"""

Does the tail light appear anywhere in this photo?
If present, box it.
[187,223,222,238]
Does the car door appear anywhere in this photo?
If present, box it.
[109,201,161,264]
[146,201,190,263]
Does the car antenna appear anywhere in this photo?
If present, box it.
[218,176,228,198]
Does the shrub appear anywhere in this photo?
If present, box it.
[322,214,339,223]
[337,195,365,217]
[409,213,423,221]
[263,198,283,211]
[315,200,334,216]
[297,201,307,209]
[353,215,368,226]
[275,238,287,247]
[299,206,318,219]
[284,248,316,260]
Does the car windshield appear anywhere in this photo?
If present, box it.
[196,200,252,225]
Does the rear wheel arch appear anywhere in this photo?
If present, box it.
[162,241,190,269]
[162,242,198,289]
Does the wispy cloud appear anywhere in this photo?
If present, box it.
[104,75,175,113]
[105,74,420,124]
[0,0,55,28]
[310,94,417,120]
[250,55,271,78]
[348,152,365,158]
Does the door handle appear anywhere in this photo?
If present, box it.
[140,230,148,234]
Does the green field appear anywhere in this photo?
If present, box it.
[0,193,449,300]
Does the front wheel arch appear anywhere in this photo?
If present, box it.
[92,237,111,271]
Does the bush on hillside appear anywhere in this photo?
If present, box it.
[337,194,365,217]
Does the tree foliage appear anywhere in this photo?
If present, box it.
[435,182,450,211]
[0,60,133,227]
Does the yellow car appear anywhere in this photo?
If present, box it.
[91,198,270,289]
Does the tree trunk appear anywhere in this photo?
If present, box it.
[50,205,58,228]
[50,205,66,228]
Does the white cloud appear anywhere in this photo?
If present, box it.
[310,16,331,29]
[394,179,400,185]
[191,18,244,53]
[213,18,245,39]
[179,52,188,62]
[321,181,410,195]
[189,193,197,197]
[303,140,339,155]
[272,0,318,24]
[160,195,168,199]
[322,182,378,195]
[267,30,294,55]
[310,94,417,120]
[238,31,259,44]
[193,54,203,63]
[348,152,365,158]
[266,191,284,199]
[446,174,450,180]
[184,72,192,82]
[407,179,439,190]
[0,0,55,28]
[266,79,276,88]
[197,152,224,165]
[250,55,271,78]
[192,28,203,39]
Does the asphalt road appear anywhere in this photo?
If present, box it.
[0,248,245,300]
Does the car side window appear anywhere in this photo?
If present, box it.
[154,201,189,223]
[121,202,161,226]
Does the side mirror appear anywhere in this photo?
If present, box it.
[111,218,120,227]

"""

__What is needed__. Your response should be made up of the lines in the data that contain the word "wheel".

__Written reply__.
Does the rear wheel arch appear anywhere in this photo?
Does the front wheel arch appear anywhere in this photo?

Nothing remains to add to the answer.